▸ Supplied text
◆ ◆ ◆ ◆ ◆

"Filling the Well"
I believe it was Julia Cameron (not Julia Margaret Cameron) who wrote, essentially, that output needs input. Or, in other words, robust inspiration could contribute to better creativity.
So this weekend I tried to fill my well, as JC advises:
Saturday morning: Glass fusing class, the fastest three hours I think I've spent in my life. One minute it’s 10:40 a.m., the next it's 12:40 p.m. and time to pack up the translucent shards. I have many, many more ideas. This photo above may be a nightlight. If it doesn't explode in the kiln or something.
(I was having the perfect day there, for a moment, but speaking of exploding…As I leave the parking lot after class, "Funky Town" comes on, my favorite pick-me-up ever. Life is too good…too good. As I prepare to cross an intersection, a Volvo (you people are supposed to be safe!) starts to make a left turn in front of me. I slow and honk and he stops, T-bone averted. But the pedestrian on the corner, disturbed in her cell phone conversation by the mighty cry of the Monster Mobile, screams, "What are you honking at BITCH?" I hear her because my windows are down to let Funky Town shower the world with love, and I don't acknowledge her because I'm totally freaked by the near-accident, but my mood is ruined and of course the next half-hour of errands is spent in Walter Middyish fantasies of spiking that woman's phone off the curb or holding it hostage until she apologizes or doing her some serious bodily harm…I fear I will never be able to be the Dalai Lama's friend…)
Saturday afternoon: Packing for a Pointy Pals sleepover, a nap. Holy canoli, that never happens. Fiber-rich dinner with M.
Saturday evening: A trip to Frank Lloyd Wright's Marin Civic Center with the PPs plus members of Julia's book group to see and hear Anne Lamott and Elizabeth Gilbert. One new acquaintance makes a comment about how she'd like to purvey my felted items in the gift store she's opening soon. I don't take it seriously, but still I am cheered and honored. The writerly conversation is most excellent, the audience demographic predictable (women between the ages of 30 and 65--maybe 50 men in the sold-out 3000-seat auditorium) and Julia talks us into staying for author autographs and a photo.

◆ ◆ ◆ ◆ ◆

▸ Rows
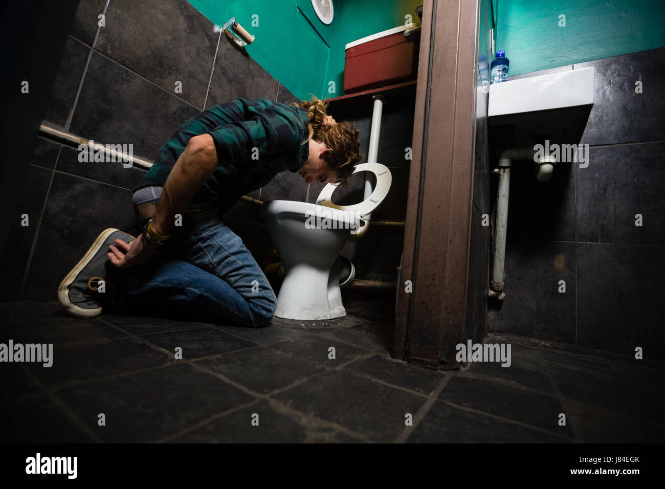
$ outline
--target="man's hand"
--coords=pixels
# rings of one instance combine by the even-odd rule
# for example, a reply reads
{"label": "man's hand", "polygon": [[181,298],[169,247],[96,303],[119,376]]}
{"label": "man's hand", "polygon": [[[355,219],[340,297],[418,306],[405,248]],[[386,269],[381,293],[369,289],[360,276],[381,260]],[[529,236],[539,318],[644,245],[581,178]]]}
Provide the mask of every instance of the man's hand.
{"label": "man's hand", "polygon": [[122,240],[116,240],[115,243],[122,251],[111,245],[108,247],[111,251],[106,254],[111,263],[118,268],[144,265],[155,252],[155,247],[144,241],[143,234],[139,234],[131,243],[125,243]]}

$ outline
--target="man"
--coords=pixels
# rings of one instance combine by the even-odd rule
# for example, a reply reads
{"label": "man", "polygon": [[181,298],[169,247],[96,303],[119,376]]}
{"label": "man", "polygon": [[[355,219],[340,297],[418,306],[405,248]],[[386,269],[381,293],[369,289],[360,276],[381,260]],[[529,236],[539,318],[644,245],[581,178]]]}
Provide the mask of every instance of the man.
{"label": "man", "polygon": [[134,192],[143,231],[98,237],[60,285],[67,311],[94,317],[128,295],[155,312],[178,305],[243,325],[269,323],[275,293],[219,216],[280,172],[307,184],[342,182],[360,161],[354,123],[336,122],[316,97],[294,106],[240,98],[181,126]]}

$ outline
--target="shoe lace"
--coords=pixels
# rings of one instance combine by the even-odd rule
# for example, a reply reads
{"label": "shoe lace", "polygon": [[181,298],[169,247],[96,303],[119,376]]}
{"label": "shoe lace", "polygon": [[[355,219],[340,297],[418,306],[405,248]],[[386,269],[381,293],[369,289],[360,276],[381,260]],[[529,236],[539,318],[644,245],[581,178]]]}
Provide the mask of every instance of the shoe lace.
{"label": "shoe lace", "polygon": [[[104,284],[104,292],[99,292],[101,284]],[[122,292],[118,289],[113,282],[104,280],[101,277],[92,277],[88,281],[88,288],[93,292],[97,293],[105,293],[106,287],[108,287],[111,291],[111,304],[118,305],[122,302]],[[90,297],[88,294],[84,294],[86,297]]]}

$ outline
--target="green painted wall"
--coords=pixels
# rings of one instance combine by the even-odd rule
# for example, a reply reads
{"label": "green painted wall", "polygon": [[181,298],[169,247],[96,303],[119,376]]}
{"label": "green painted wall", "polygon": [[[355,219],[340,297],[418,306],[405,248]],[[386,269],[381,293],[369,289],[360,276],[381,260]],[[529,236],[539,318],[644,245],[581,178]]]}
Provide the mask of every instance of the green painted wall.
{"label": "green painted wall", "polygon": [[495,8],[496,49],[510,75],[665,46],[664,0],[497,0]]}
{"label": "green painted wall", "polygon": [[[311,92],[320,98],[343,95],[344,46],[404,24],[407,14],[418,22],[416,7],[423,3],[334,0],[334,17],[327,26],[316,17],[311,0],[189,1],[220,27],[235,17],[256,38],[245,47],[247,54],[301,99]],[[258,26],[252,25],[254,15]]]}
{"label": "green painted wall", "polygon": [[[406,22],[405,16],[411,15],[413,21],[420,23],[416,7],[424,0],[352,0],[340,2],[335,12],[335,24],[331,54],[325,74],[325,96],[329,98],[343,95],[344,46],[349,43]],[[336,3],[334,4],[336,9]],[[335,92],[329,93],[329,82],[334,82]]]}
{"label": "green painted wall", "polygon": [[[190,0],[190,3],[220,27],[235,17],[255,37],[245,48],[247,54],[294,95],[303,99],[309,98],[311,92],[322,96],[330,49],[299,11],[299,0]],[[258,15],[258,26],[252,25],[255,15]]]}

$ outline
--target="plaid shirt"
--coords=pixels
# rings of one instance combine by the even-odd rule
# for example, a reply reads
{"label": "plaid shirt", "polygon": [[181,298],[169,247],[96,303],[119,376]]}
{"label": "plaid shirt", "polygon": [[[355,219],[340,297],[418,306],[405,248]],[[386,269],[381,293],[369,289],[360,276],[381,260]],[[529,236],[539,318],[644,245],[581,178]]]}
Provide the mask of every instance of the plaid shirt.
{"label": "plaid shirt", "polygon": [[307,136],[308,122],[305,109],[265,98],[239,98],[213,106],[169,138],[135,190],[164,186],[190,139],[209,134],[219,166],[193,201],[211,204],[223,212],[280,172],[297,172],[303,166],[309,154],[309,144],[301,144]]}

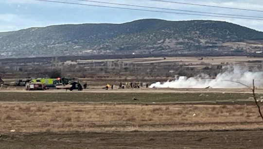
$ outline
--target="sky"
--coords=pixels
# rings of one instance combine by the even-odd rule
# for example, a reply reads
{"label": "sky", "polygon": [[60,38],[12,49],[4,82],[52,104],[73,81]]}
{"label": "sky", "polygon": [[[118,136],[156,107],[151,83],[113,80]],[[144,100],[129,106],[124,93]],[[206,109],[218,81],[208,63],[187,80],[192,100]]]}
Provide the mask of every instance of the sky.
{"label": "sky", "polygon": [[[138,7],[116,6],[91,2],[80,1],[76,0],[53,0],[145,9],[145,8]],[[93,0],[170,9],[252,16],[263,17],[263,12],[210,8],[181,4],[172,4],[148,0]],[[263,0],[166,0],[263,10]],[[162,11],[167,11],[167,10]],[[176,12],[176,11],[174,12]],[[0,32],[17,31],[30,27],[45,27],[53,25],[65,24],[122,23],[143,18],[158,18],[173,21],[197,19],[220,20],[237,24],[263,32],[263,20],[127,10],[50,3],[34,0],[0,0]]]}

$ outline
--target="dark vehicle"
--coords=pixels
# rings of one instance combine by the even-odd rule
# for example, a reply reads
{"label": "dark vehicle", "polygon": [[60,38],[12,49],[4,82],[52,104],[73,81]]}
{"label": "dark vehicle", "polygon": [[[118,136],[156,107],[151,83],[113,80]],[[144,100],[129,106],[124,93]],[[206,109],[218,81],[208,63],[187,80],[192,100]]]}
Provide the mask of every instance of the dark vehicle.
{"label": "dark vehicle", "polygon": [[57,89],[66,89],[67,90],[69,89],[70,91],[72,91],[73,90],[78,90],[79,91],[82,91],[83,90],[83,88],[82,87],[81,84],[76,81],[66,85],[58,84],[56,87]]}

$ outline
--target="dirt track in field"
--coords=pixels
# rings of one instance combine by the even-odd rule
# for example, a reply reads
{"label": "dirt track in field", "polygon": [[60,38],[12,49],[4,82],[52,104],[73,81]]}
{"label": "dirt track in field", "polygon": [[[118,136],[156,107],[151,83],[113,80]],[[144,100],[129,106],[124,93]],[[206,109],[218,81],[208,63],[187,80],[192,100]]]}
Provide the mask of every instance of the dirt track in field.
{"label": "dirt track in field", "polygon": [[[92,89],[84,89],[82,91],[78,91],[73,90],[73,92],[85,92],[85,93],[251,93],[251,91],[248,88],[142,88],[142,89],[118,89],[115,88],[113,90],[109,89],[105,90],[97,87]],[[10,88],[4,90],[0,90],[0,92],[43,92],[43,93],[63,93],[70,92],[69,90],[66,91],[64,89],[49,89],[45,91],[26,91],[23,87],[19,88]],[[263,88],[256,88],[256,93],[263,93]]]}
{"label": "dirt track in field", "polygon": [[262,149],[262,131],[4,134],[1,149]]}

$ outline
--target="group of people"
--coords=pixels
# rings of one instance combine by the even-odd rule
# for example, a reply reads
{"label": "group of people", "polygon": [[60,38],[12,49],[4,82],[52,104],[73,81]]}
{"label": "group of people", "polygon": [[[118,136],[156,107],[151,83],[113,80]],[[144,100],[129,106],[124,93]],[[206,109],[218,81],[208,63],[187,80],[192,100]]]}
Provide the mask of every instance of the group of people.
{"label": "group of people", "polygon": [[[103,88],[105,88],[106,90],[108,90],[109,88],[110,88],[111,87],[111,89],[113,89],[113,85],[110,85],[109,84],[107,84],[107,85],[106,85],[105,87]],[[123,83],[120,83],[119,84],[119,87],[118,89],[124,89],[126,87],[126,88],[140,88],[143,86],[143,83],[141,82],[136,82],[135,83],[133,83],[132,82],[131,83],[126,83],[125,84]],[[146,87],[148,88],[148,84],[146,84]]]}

◆ ◆ ◆ ◆ ◆

▸ Work instructions
Carry on the "Filling the Well" weekend post from the point where it stops.

▸ Output for this exercise
Saturday night: The PPs adjourn to Julia's ancestral abode, a fabulous late-'60s pad perched on a hillside in picturesque Kentfield. Her mom is a wonderful fiber artist, crafting baskets of garden hoses, day-glo zipties, torn and painted canvas, her father's clothing after he passed away, plastic take-out containers, and one of my favorites, zippers:
Sunday morning: Fabulous breakfast before the brunch crowd at Half Day Café, perusal of the goods of a gourmet local grocery, then back to the house for writing time. I'm working on something, no idea how it will turn out. Rebecca and I had dared each other to submit to A Prairie Home Companion's sonnet contest while waiting to use the restroom in the Civic Center the night before, so I work on that for a while too.
Sunday afternoon: Restless, I depart. Stop at a mall on the way home to try to purchase the newest piece from the Eva Zeisel line, only to discover Crate & Barrel has fled this particular mall. Pursuit will continue in a couple of weeks when I'm in the City for a conference. I return home, squish bugs on the roses, walk the dog with M.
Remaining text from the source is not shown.